- [Textauszug]:
Frisch verliebt zu sein, ist wie auf seinem liebsten Stofftier einen Regenbogen entlangzureiten und währenddessen Eiscreme und Zuckerwatte zu essen. Kurz: wunderschön. Verständlich, dass man diese Glücksgefühle der ganzen Welt zeigen möchte. Für die anderen kann das allerdings schnell nervig werden. Wir alle haben dieses eine Pärchen im Freundeskreis. Sie geben sich einen gemeinsamen Spitznamen, reden von sich im Plural und verschmelzen ihre Lebensinhalte so sehr, dass sie für andere aufhören, als einzelne Individuen zu existieren.

- [Daten zur Prüfung]:
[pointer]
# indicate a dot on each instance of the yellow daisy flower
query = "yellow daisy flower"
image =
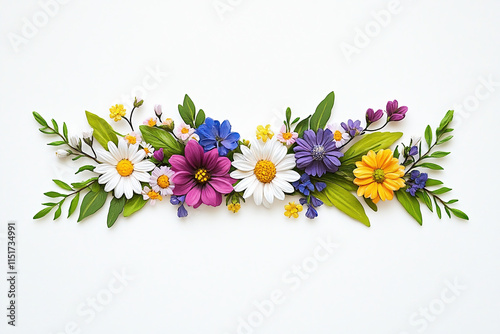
(264, 133)
(379, 175)
(292, 210)
(117, 112)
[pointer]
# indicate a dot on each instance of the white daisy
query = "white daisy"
(123, 169)
(183, 131)
(340, 136)
(148, 149)
(265, 170)
(161, 180)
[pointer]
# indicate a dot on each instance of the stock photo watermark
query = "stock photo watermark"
(88, 310)
(372, 29)
(293, 278)
(31, 26)
(421, 319)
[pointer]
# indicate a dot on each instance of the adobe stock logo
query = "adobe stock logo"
(31, 27)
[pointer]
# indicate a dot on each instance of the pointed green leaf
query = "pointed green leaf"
(42, 213)
(323, 112)
(74, 204)
(91, 203)
(428, 136)
(345, 201)
(63, 185)
(115, 209)
(133, 205)
(410, 203)
(103, 132)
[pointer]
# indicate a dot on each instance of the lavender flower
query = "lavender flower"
(395, 113)
(316, 153)
(373, 116)
(352, 127)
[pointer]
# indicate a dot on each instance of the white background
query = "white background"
(246, 64)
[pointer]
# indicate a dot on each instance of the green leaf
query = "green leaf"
(345, 201)
(200, 118)
(410, 203)
(63, 185)
(428, 135)
(42, 213)
(444, 140)
(103, 132)
(430, 166)
(424, 197)
(86, 167)
(39, 119)
(438, 154)
(91, 203)
(438, 209)
(159, 138)
(302, 126)
(82, 184)
(459, 214)
(53, 194)
(55, 126)
(370, 203)
(323, 112)
(433, 182)
(133, 205)
(115, 209)
(57, 143)
(57, 214)
(441, 191)
(65, 130)
(373, 141)
(74, 204)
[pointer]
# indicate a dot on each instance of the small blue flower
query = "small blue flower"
(215, 135)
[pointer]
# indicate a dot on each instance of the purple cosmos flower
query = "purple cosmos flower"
(413, 151)
(395, 113)
(352, 127)
(417, 181)
(373, 116)
(158, 154)
(215, 135)
(201, 176)
(316, 153)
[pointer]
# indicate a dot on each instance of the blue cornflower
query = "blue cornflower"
(215, 135)
(417, 181)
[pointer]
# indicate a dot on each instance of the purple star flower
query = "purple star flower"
(316, 153)
(373, 116)
(395, 113)
(352, 127)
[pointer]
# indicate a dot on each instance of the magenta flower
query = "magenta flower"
(201, 176)
(395, 113)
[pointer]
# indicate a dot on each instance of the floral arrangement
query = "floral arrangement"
(203, 161)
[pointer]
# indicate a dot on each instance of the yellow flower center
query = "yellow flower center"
(125, 167)
(265, 171)
(154, 195)
(337, 135)
(379, 175)
(202, 176)
(131, 139)
(163, 181)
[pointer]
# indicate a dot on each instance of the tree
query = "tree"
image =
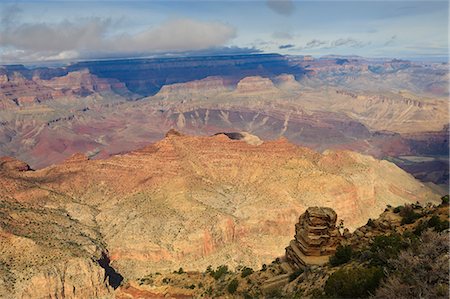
(421, 271)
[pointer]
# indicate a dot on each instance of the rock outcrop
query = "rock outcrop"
(316, 238)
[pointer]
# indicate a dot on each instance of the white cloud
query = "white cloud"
(90, 37)
(284, 7)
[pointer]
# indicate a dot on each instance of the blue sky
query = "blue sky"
(53, 30)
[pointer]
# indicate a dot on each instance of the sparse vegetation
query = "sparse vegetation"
(343, 255)
(408, 215)
(295, 274)
(219, 272)
(356, 282)
(246, 271)
(384, 248)
(420, 271)
(232, 286)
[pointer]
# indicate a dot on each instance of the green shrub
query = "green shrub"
(438, 224)
(397, 209)
(343, 255)
(295, 274)
(232, 286)
(384, 248)
(180, 271)
(246, 271)
(219, 272)
(371, 223)
(353, 282)
(408, 215)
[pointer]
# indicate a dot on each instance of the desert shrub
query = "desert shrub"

- [Arbeitsaufträge]:
[A] Beantworte die folgenden Fragen zum Text über frisch Verliebte.
(i) Womit vergleicht der Text das Gefühl, frisch verliebt zu sein?
(ii) Mit welchem einzelnen Wort fasst der Text diesen Zustand kurz zusammen?
(iii) Was gibt sich das Pärchen im Freundeskreis laut Text gemeinsam?
[B] Führe den Text über frisch Verliebte im Anschluss an seinen letzten Satz weiter.

- [Lösungen]:
[A]
(i) Damit, auf seinem liebsten Stofftier einen Regenbogen entlangzureiten und währenddessen Eiscreme und Zuckerwatte zu essen.
(ii) Wunderschön.
(iii) Einen gemeinsamen Spitznamen.

[B]
Die "Schaut her, wie sehr wir ein Pärchen sind"-Anstrengungen müssen nicht sein. Nach einer langen Beziehung passt sich nämlich nicht nur das Verhalten, sondern sogar das Aussehen aneinander an – ganz von alleine. Aussagen wie "Ihr seht aus, als könntet ihr verwandt sein" hören Partner*innen zwar nicht gerne. Sollten sie aber. Die sind genau genommen sogar ein Kompliment. Denn wenn sich das physische Erscheinungsbild annähert, bedeutet es erstens, dass Menschen schon sehr lange in einer Beziehung sind. Und zweitens, dass sie oben drauf auch noch glücklich sind. Warum ist das so und was genau steckt hinter dieser sogenannten Erscheinungskonvergenz?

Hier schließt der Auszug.